### GIVEN PROBLEM
Exactly reproduce the lines from the one holding "the white cloud" through the final line of the listing below, with both ends included and nothing else.
## begin DATA RECORDS
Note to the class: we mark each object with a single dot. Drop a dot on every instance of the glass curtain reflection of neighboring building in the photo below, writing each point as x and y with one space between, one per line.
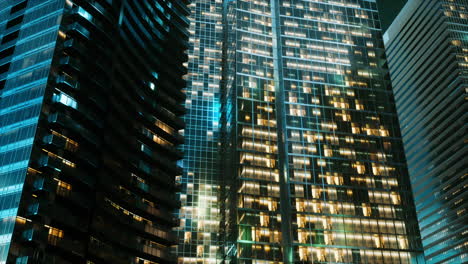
427 48
90 113
311 144
199 213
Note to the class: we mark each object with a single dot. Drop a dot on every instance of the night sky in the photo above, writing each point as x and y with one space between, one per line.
388 10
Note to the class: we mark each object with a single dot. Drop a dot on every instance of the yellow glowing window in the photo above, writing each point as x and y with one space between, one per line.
55 232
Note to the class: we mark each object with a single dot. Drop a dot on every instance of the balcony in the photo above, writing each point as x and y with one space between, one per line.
66 121
63 80
77 30
141 226
70 63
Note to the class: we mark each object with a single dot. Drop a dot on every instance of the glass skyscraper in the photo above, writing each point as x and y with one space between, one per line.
200 212
427 48
314 168
90 112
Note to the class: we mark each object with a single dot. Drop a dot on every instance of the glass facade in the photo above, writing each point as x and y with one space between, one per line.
427 48
90 129
200 214
315 168
26 50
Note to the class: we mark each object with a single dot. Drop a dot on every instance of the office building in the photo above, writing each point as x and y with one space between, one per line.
199 213
314 162
427 48
90 112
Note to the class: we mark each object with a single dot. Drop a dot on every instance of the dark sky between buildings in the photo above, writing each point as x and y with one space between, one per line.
388 10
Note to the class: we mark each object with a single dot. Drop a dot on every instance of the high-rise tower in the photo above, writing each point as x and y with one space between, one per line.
199 214
427 48
312 149
90 106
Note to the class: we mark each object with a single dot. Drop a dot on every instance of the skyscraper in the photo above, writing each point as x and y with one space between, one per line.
199 214
427 48
90 106
314 162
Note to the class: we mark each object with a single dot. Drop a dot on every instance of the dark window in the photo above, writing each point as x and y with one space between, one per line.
10 37
18 7
4 68
15 21
7 52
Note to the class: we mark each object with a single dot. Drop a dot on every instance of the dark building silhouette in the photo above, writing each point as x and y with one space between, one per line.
427 49
90 112
313 158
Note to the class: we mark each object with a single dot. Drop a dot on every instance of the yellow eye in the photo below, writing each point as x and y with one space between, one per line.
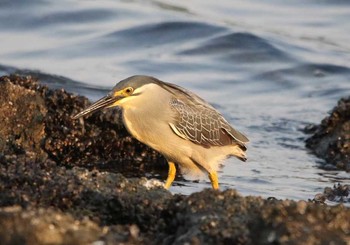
129 90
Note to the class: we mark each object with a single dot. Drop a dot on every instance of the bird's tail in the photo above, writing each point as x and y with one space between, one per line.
239 152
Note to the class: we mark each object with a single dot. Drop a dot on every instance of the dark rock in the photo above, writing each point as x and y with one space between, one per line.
338 194
50 193
212 217
331 139
38 120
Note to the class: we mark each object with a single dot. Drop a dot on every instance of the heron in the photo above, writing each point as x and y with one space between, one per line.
181 126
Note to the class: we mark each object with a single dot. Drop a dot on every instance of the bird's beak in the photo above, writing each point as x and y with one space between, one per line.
104 102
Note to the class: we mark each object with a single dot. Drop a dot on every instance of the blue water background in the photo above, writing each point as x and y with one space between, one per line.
270 67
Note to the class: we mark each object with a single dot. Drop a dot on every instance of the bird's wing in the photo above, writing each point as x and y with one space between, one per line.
202 124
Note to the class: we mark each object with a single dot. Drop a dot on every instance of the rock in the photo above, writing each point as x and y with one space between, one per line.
338 194
22 114
211 217
331 139
38 120
56 189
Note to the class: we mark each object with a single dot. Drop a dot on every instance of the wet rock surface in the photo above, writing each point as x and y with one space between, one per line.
55 187
338 194
331 139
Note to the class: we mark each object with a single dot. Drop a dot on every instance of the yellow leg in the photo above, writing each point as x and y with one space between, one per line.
171 175
213 176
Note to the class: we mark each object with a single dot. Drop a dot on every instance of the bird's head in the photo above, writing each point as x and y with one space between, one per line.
123 93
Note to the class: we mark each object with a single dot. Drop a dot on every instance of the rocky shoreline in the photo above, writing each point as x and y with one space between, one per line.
61 183
331 139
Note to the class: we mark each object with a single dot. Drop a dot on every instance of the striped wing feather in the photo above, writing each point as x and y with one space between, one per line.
203 125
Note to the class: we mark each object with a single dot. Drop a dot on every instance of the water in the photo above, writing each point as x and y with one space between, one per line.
271 68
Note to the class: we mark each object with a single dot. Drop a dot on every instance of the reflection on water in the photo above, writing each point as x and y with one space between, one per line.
267 71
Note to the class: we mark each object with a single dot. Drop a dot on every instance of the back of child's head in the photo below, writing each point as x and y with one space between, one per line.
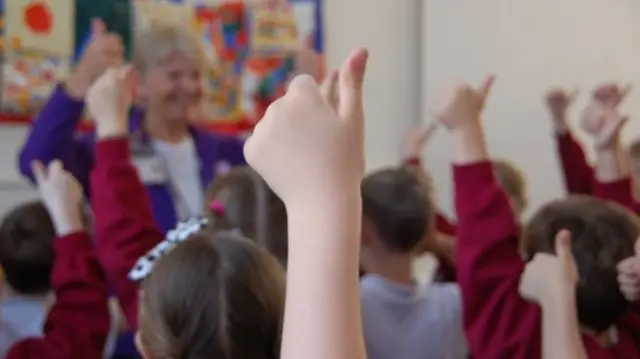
397 204
241 200
26 249
513 182
215 295
602 234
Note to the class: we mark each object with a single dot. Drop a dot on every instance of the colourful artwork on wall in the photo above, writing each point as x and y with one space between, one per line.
251 47
40 26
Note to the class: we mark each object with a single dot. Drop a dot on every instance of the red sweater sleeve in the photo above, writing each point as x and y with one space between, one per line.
498 323
78 323
578 175
125 227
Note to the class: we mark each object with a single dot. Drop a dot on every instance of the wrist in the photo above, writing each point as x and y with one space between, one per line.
66 222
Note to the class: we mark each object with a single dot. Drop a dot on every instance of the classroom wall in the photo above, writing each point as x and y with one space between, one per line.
391 31
530 45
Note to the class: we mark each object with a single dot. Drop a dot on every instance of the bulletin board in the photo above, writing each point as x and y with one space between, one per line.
251 44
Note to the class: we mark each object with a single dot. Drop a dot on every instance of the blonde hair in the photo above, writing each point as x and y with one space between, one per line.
160 39
513 181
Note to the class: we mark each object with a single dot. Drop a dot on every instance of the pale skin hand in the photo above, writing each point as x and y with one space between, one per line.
105 50
325 145
62 194
558 101
550 281
602 121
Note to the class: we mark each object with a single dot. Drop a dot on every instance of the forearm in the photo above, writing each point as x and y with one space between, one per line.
322 316
470 145
561 330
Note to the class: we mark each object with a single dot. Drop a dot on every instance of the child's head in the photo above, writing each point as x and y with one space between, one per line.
513 182
397 208
215 295
26 249
602 235
249 206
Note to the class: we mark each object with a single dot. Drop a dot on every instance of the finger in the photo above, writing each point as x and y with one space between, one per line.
39 172
55 167
487 85
350 83
573 95
563 245
98 28
329 87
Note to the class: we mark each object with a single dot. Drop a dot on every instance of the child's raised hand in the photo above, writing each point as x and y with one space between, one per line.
548 276
603 124
629 276
109 99
62 194
303 147
463 104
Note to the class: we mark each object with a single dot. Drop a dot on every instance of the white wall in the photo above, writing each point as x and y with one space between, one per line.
391 31
531 45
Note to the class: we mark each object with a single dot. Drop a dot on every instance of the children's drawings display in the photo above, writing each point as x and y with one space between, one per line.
251 47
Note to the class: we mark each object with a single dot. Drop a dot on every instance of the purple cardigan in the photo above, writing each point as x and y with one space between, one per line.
53 136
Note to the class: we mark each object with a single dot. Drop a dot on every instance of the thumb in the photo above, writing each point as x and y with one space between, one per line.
486 86
98 28
350 82
329 88
563 246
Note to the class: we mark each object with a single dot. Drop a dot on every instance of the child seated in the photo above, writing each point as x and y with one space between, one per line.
240 200
498 323
26 256
403 319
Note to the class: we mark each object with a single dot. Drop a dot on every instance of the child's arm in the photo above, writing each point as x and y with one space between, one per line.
78 323
550 281
498 323
324 208
124 223
577 173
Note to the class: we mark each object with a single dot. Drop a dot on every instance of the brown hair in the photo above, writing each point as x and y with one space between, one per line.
513 181
251 207
215 295
398 203
26 248
603 233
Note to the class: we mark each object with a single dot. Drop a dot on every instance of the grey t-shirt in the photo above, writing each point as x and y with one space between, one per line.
412 322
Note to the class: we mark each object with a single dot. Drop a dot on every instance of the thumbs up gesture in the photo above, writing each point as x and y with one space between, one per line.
108 101
304 147
103 51
629 276
463 104
548 276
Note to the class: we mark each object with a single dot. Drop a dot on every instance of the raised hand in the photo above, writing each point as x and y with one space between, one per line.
629 276
548 276
610 95
62 194
463 104
558 101
108 101
303 147
104 50
603 124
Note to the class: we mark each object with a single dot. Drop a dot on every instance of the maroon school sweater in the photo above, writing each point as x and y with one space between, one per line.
124 223
78 323
498 323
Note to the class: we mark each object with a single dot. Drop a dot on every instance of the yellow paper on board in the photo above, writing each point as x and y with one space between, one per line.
55 39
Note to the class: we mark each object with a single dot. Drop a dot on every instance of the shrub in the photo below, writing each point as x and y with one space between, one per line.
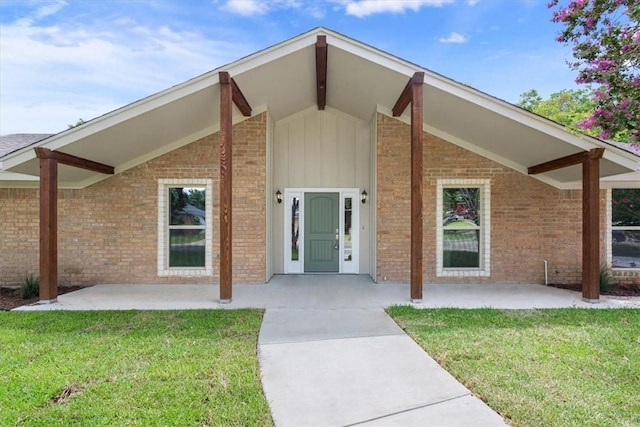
30 286
605 278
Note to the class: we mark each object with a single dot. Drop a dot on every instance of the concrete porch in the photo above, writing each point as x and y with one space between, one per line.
323 291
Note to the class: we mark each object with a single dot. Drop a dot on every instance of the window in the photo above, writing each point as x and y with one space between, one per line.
184 231
625 228
463 228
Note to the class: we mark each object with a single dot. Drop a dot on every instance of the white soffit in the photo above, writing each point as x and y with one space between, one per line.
282 79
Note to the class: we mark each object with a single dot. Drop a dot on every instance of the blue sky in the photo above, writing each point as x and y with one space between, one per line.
65 60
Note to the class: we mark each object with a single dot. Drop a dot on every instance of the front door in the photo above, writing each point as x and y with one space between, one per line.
322 232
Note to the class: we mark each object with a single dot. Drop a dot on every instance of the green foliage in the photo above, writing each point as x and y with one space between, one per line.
119 368
555 367
625 205
605 40
567 107
606 278
30 286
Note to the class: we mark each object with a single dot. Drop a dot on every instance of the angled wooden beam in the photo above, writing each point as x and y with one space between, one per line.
226 128
562 162
416 185
71 160
239 99
591 225
49 214
48 230
403 100
321 71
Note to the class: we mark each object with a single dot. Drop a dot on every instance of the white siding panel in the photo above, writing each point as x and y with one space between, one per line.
347 152
323 149
313 151
329 150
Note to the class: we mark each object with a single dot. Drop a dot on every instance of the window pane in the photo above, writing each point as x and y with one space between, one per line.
625 207
461 207
625 248
186 206
347 229
461 249
295 228
186 248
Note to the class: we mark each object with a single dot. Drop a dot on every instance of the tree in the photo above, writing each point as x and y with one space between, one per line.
605 35
568 107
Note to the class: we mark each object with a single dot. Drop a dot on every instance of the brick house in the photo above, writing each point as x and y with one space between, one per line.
344 160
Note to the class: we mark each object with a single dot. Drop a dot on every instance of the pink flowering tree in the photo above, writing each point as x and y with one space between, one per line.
605 35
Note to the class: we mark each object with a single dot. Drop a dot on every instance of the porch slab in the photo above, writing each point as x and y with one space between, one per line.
326 291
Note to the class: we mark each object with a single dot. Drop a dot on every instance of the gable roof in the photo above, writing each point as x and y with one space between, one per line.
361 81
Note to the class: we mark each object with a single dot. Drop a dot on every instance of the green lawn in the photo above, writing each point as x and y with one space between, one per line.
173 368
567 367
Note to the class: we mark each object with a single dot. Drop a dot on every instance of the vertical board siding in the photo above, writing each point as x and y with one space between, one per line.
321 149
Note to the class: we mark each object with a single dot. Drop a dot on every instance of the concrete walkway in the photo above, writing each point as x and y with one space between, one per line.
330 355
338 367
315 291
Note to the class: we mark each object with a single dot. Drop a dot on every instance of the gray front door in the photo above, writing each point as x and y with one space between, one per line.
321 237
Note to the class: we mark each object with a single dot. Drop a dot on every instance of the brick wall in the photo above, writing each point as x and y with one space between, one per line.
530 221
107 233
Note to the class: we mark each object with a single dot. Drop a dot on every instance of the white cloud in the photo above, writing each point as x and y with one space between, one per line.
247 7
262 7
364 8
454 38
54 74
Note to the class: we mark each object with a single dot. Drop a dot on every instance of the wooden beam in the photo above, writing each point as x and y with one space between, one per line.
226 128
562 162
416 185
591 225
404 99
48 230
71 160
239 99
321 71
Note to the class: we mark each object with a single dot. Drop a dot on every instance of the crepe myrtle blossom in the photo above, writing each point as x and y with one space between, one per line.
605 37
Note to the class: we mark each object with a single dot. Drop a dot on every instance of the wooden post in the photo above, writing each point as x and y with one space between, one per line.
591 226
416 186
226 128
48 230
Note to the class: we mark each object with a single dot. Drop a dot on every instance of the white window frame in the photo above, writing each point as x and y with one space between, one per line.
484 270
345 267
163 228
609 233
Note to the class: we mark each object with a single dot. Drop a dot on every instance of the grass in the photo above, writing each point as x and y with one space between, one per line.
177 368
567 367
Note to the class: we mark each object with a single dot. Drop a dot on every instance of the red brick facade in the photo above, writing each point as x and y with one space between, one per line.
108 232
530 221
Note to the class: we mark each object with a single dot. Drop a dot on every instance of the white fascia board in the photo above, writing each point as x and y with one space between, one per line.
## end DATA RECORDS
### RESPONSE
Note to the class: we mark each object with a single dot. Drop a dot on every instance of the white cloud in the photo above, writing each point as x and y with one space between, one per line.
247 7
262 7
364 8
454 38
54 74
Note to the class: we mark each object with a single dot. Drop a dot on every instance of the wooden beam in the photo above, writing each point as x and y with one space between, one per line.
226 128
562 162
416 185
591 225
404 99
48 230
71 160
239 99
321 71
Note to the class: we mark each object with a single dot. Drop a dot on every instance of the crepe myrtle blossom in the photo above, writing each point as x and y with one space between, one per line.
605 37
Note to the class: we mark each object with a single dot. Drop a dot on every instance of the wooden post in the photo above, writing each point as x and y with one space between, one per line.
591 226
416 186
226 128
48 230
Note to the class: we mark each object with a single dot. Drop a dot on every instance of the white window frame in the photo above, writing each point as x and y with one space between, one per line.
484 270
345 267
163 228
609 233
Note to the class: we mark each object with a single dot. Drop a dot on every instance of the grass in the photo above, writing each point as x and y with one space between, one per line.
177 368
567 367
Note to the class: we mark each object with a single dot. Drop a dot on every instance of the red brick facade in the photo above, writing each point as x and y with one space between, one per line.
108 232
530 221
Note to the class: we mark each object with a single dot. Drop a dot on every instance of the white fascia board in the photo above, writing each point as x and y with one space between, one per line.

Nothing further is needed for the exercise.